:: Task statement ::
What follows is a listing. Write it all out exactly.

*** Opening of Provided records ***

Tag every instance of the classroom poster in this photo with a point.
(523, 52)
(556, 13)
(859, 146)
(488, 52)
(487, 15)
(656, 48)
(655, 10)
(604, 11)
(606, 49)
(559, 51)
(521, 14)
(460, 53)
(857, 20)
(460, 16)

*** Close of Provided records ***

:: Solution for this task ::
Tag every instance of the classroom poster in this photo with a point.
(523, 52)
(556, 13)
(859, 146)
(488, 52)
(487, 15)
(656, 48)
(655, 10)
(604, 11)
(606, 49)
(559, 51)
(521, 14)
(460, 53)
(857, 20)
(460, 16)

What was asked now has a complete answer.